Where in the opentelemetry-erlang repository does the Erlang/Elixir metrics guide say the Metrics API is located?

- GIVEN TEXT -
◆ ◆ ◆

OpenTelemetry Erlang/Elixir Metrics API
OpenTelemetry Metrics provide a way to capture measurements about your application's behavior at runtime. Unlike traces which show individual request flows, metrics aggregate data over time to show trends, patterns, and performance characteristics.
The OpenTelemetry Erlang/Elixir Metrics API is currently experimental and located in apps/opentelemetry_experimental_api of the opentelemetry-erlang repository. The API may change before stabilization. Use with caution in production environments.
Prerequisites
Ensure you have OpenTelemetry configured in your application. For setup instructions, see Monitor OpenTelemetry Erlang/Elixir with Uptrace.
Understanding Metrics
Metrics are numerical measurements captured over time that help you understand:
- Performance trends: Response times, throughput, error rates
- Resource utilization: Memory usage, CPU load, connection pools
- Business metrics: Active users, transactions, queue depths
- System health: Cache hit rates, retry counts, timeout frequencies
OpenTelemetry metrics are designed to be:
- Efficient: Low overhead collection suitable for production
- Flexible: Support for various aggregation strategies
- Standardized: Compatible with popular metrics backends
- Contextual: Can be correlated with traces and logs
Metric Instruments
OpenTelemetry provides several instrument types, each suited for different measurement scenarios:
Synchronous Instruments
Synchronous instruments are called directly in your application code when events occur:
- Counter: Monotonically increasing values (e.g., requests served, bytes sent)
- UpDownCounter: Values that increase and decrease (e.g., active connections, queue size)
- Histogram: Statistical distribution of values (e.g., request duration, response sizes)
- Gauge: Current value at observation time (e.g., CPU temperature, memory usage)
Asynchronous Instruments
Asynchronous instruments use callbacks to report values when metrics are exported:
- Asynchronous Counter: Monotonic values sampled periodically
- Asynchronous UpDownCounter: Fluctuating values sampled periodically
- Asynchronous Gauge: Point-in-time values sampled periodically
Initialize MeterProvider
The MeterProvider is responsible for creating meters and managing metric collection. It must be configured during application startup:
# config/runtime.exs
config :opentelemetry_experimental,
meters: [
# Configure meters here
]
# In your application.ex
defmodule MyApp.Application do
use Application
require Logger
def start(_type, _args) do
# MeterProvider starts automatically with the OpenTelemetry SDK
Logger.info("Metrics collection initialized")
children = [
# Your application children
]
opts = [strategy: :one_for_one, name: MyApp.Supervisor]
Supervisor.start_link(children, opts)
end
end
Creating and Using Counters
Counters track cumulative values that only increase, such as the number of requests processed or bytes transmitted.
defmodule MyApp.Metrics do
# Get meter for this application
@meter OpenTelemetry.Metrics.get_meter(__MODULE__)

◆ ◆ ◆

- EXTRACTED DATA -
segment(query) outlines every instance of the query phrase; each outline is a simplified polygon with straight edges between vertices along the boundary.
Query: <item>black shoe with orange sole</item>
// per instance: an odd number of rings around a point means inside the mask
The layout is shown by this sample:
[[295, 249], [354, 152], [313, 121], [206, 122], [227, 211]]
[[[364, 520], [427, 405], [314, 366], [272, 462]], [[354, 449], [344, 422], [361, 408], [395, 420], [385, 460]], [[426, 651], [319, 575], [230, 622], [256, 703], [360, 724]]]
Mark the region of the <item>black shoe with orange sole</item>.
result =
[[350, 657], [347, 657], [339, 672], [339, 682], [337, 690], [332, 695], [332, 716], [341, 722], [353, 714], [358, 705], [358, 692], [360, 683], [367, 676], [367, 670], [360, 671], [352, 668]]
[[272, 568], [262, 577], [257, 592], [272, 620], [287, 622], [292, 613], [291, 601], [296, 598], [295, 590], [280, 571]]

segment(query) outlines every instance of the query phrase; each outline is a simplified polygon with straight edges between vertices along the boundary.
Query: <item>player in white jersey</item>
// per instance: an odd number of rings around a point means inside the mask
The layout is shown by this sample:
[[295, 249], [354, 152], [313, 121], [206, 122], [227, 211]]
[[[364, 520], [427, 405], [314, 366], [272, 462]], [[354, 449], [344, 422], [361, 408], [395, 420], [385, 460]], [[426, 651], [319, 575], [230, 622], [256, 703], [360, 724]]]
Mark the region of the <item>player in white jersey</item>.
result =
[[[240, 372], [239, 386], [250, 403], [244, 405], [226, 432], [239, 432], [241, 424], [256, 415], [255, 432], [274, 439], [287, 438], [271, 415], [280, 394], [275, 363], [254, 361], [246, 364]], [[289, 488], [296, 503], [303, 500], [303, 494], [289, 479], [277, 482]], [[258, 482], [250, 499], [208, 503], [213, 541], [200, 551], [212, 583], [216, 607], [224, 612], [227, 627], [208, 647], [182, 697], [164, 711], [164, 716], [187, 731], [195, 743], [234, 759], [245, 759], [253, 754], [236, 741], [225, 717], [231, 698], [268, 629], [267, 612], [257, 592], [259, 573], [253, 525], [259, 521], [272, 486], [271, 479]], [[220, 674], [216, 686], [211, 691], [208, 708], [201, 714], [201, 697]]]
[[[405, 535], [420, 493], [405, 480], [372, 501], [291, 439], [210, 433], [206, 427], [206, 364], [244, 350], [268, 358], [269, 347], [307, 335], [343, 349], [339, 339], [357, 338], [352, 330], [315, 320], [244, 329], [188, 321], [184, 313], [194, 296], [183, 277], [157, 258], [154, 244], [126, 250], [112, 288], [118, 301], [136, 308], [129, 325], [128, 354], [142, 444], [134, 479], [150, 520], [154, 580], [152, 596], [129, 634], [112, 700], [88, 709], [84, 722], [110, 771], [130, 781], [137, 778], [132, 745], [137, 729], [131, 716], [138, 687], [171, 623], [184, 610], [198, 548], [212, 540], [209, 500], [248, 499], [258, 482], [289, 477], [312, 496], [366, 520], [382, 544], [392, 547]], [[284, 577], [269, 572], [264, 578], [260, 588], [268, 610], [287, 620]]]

◆ ◆ ◆

- COMPLETE RESPONSE -
In apps/opentelemetry_experimental_api.